### Problems to solve
1: Answer these questions using the text about Eshta Bhardwaj's research below:
(a) Which documentation frameworks does Eshta examine in her most recent publication?
(b) Across which four dimensions does the paper "Limits to AI Growth" review AI growth?
(c) What is the title of the workshop that brings these research questions into the classroom?
2: From the text about Eshta Bhardwaj's research below, list every topic the workshop invites students, researchers, and practitioners to ask better questions about.

Text START

While data curation offers a promising lens for improving fairness, accountability, and transparency in machine learning, applying curation principles in ML is not straightforward. Machine learning researchers often work in a model-focused environment, while data curation brings a lifecycle view that asks how data are maintained, contextualized, documented, preserved, and made usable over time.
These findings show why the work matters. If ML researchers struggle to apply standard data curation principles, then responsible AI requires more than adding a checklist at the end of a project. It requires training, collaboration, shared vocabulary, and new expectations for what rigorous data work looks like.
Evaluating structured documentation as a tool for reflexivity in dataset development
In her most recent publication, co-authored with Ciara Zogheib and Professor Christoph Becker, Eshta examines documentation frameworks such as datasheets, data statements, and dataset nutrition labels. These frameworks are designed to make dataset development more transparent by asking creators to describe where data came from, how it was collected, what it contains, how it should be used, and what risks it might pose.
But Eshta and her co-authors ask a more difficult question: does documentation actually prompt reflexivity? Their answer is nuanced. Documentation can make dataset development more visible. It can help researchers explain what they did. But transparency is not the same thing as reflexivity. Reflexivity requires deeper engagement with the assumptions, values, power relations, histories, institutional conditions, and social positions that shape research decisions. Put simply: transparency asks what happened. Reflexivity asks why it happened that way, who shaped the process, what assumptions guided it, and what consequences might follow.
AI scaling, sustainability, and the limits of growth
Eshta’s research also moves beyond individual datasets to examine the broader systems that shape AI development. In “Limits to AI Growth: The Ecological and Social Consequences of Scaling,” with Professor Christoph Becker, Eshta studies the accelerating development and deployment of AI through the lens of scaling. The paper reviews AI growth across four interrelated dimensions: technical, economic, environmental, and social. AI depends on increasing levels of capital investment, infrastructure, data, and natural resources, producing financial, environmental, and social costs. It asks a pointed question: How can we characterize the dynamics of AI growth to identify and analyze its limits? To answer it, Eshta and Becker use system dynamics concepts, including the “limits to growth” archetype, to understand how technical scaling, investment cycles, competitive pressure, AI hype, infrastructure development, and ecological consequences interact.
Bringing research into the classroom
In Caring for Datasets, Eshta Bhardwaj brings these research questions into the classroom. The workshop frames care for datasets not as a softer alternative to technical rigour, but as a way of practicing it. It invites students, researchers, and practitioners to slow down and ask better questions about provenance, context, documentation, accountability, power, reuse, sustainability, and responsibility. In doing so, it opens a space to think about responsible machine learning long before a model is trained.

Text END
Records shown START

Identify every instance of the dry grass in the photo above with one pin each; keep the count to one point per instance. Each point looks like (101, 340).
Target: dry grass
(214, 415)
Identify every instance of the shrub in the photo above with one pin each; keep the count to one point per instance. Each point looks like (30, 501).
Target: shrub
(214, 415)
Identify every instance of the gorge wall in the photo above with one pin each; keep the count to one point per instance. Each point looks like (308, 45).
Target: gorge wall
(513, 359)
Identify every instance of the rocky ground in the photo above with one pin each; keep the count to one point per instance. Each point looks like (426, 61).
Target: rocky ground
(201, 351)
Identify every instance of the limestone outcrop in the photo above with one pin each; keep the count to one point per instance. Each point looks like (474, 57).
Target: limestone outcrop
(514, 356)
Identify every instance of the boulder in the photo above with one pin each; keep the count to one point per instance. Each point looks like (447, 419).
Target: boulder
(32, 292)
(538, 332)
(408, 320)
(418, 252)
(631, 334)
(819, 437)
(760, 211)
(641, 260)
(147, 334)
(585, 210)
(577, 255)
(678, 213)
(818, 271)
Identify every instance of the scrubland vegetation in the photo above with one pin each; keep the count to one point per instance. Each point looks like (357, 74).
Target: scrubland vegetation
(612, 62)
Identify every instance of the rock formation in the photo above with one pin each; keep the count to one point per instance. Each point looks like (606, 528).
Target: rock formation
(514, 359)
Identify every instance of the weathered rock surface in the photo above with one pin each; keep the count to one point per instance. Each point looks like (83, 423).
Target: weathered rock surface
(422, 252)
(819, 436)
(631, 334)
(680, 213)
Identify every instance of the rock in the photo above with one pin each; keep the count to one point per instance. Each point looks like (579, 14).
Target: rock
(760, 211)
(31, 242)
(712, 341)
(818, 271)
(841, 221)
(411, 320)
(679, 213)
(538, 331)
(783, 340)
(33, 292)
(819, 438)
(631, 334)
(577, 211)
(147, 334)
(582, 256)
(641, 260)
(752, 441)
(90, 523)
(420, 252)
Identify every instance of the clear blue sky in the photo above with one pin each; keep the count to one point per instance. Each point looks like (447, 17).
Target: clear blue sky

Records shown END

### Replies
1:
(a) Datasheets, data statements, and dataset nutrition labels.
(b) Technical, economic, environmental, and social.
(c) Caring for Datasets.

2: Provenance, context, documentation, accountability, power, reuse, sustainability, responsibility